*Material provided*.

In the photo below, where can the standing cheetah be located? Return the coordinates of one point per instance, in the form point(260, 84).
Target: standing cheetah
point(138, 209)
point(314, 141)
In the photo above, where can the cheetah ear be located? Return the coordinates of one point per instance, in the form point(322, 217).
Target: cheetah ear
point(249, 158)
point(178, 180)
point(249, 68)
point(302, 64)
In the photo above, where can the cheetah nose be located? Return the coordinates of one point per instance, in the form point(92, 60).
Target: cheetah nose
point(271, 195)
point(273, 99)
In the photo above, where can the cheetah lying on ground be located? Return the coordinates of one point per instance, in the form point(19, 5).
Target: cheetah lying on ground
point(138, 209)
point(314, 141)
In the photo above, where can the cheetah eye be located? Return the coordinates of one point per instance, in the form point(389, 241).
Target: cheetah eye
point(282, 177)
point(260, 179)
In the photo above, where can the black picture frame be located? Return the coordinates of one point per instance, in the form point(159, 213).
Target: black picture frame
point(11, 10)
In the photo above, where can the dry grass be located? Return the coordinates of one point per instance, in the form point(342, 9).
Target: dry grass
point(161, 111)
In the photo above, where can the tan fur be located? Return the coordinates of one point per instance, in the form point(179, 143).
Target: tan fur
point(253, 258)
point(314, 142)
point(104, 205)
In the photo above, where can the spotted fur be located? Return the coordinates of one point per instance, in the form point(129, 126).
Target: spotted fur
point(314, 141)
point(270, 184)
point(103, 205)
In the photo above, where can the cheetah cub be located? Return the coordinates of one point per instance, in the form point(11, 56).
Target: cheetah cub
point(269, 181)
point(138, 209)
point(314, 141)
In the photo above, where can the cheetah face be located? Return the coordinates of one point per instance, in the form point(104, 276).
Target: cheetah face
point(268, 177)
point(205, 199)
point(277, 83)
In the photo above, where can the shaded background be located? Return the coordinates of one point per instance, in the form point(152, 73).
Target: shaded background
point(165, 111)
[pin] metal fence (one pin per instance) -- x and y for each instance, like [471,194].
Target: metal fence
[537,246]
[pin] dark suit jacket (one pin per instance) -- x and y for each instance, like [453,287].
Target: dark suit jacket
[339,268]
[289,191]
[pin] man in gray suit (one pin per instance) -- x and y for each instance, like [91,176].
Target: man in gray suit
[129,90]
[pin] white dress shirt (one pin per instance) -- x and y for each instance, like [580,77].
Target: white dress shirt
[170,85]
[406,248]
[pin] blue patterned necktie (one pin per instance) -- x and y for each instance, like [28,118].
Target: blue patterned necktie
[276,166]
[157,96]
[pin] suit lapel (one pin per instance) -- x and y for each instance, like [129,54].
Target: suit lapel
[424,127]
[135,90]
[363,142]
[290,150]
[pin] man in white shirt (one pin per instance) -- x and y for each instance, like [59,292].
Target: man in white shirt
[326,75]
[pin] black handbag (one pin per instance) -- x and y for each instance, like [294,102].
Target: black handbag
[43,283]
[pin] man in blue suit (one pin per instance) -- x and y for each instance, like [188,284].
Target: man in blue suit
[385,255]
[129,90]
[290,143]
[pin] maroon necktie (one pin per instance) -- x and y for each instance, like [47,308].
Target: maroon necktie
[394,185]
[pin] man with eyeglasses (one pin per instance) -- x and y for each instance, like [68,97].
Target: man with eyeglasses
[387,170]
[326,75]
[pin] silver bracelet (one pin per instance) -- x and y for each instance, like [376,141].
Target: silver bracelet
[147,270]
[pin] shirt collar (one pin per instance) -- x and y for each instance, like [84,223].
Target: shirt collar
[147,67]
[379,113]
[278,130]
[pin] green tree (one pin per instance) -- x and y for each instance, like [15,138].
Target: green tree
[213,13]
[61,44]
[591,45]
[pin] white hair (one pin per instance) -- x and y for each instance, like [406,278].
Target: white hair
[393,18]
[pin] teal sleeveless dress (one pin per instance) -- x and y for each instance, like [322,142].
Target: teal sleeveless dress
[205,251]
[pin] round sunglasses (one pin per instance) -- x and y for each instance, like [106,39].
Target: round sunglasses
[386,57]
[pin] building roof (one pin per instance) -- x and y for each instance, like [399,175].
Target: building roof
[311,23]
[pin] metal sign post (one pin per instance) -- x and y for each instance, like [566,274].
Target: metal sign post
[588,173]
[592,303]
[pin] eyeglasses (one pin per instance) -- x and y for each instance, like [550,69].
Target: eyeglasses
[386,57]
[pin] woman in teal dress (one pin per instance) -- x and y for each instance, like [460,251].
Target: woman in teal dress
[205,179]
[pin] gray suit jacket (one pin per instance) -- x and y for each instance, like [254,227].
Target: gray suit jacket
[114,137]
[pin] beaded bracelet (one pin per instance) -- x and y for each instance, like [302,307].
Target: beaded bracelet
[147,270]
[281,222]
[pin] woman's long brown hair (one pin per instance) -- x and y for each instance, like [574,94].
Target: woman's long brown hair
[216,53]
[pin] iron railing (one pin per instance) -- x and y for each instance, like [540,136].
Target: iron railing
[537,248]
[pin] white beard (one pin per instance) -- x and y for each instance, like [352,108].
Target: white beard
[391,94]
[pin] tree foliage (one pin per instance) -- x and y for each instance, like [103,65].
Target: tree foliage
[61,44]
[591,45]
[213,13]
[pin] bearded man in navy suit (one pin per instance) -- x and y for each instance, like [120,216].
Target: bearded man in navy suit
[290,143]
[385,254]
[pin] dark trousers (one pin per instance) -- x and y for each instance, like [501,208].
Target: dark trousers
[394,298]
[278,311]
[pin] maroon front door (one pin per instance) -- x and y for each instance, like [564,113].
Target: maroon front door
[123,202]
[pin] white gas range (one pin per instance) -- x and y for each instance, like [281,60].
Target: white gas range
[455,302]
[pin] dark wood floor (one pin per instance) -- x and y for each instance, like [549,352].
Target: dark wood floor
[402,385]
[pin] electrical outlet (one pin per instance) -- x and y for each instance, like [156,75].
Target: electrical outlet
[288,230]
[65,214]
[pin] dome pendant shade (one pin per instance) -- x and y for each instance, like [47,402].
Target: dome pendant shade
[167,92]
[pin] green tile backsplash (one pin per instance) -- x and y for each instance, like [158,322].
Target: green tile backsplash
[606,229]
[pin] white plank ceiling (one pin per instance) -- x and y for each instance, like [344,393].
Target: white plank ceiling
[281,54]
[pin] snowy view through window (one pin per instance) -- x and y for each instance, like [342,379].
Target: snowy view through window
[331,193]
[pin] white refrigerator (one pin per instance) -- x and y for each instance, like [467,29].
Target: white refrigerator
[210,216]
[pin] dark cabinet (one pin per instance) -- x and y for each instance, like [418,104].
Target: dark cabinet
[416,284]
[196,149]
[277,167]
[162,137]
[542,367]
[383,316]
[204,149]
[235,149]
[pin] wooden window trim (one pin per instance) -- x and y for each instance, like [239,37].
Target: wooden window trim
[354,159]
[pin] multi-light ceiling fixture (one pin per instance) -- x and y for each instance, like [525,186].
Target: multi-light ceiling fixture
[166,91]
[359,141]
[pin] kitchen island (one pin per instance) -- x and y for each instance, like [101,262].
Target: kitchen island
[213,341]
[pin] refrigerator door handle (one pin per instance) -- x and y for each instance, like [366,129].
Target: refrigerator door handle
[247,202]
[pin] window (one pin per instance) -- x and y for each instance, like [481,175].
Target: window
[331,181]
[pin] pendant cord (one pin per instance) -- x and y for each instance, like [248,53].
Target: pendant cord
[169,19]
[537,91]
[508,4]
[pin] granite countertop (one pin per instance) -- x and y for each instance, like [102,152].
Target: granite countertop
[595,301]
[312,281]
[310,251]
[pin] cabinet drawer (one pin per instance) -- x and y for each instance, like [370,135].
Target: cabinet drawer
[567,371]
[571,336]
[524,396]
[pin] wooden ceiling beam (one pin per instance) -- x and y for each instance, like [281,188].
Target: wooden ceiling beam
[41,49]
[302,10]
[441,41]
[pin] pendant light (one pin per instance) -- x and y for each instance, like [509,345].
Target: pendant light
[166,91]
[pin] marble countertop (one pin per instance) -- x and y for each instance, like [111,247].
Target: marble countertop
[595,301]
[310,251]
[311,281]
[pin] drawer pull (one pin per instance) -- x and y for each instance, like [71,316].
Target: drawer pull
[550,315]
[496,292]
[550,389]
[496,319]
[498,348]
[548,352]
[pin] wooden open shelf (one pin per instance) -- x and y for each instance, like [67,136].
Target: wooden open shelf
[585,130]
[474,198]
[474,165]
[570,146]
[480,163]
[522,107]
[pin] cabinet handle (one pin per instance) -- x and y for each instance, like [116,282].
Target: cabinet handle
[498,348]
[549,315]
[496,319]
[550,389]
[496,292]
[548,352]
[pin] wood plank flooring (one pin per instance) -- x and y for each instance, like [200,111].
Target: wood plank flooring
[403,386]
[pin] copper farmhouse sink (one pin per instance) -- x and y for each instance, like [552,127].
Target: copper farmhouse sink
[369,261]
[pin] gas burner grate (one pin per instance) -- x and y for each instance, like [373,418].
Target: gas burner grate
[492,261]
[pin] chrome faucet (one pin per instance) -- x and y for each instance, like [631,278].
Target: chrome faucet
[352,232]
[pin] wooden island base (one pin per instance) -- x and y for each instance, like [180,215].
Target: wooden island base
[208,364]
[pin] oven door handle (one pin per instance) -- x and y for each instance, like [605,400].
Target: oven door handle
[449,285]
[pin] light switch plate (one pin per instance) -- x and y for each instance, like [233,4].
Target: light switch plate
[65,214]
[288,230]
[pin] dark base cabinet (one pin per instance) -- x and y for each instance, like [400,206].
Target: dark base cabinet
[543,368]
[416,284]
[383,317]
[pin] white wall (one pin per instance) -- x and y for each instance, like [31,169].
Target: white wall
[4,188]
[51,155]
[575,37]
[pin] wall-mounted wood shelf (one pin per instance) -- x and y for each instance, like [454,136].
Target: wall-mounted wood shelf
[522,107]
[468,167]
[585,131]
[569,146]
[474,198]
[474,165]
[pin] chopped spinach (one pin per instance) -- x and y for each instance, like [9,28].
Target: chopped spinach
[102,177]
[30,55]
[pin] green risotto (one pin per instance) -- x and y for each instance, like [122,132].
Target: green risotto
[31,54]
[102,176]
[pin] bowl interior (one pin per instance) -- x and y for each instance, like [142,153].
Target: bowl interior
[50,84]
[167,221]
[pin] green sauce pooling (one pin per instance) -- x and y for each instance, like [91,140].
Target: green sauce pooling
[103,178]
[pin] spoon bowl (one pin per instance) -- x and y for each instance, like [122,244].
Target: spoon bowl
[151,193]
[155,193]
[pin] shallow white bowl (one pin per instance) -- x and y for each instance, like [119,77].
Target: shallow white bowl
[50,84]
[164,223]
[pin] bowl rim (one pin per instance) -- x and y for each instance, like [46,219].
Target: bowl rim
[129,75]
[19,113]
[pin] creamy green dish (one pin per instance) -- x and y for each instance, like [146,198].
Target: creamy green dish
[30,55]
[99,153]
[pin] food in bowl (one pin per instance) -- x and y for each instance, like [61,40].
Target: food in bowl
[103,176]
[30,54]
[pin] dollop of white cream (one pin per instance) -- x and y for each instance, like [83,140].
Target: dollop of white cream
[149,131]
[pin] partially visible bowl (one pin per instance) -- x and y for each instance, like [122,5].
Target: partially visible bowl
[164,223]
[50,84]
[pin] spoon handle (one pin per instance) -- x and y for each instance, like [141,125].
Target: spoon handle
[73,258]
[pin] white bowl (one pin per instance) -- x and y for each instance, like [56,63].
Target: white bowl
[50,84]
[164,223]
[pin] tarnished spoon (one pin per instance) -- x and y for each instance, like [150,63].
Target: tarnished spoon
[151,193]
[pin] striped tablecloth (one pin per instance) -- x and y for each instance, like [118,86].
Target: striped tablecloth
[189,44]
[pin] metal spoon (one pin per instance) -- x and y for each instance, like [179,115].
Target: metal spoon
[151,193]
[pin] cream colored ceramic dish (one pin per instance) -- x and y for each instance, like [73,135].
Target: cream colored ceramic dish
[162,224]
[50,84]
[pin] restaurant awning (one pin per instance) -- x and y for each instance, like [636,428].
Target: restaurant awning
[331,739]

*To be done*.
Return exactly the lines from the line bearing "[pin] white bowl" to the end of the records, inclusive of both; include no other lines.

*Finished task*.
[pin] white bowl (one pin per instance) -- x and y for each instance, like [56,63].
Target: white bowl
[50,84]
[164,223]
[pin] tarnished spoon (one pin per instance) -- x and y for each instance, like [150,63].
Target: tarnished spoon
[151,193]
[pin] striped tablecloth (one pin per instance) -- x and y for each instance, like [118,86].
Target: striped tablecloth
[189,44]
[pin] metal spoon (one pin per instance) -- x and y for each instance, like [179,115].
Target: metal spoon
[151,193]
[pin] cream colored ceramic dish (one pin per instance) -- x and y for each instance, like [73,135].
Target: cream colored ceramic dish
[162,224]
[50,84]
[pin] restaurant awning (one pin per instance) -- x and y for each instance, like [636,428].
Target: restaurant awning
[331,739]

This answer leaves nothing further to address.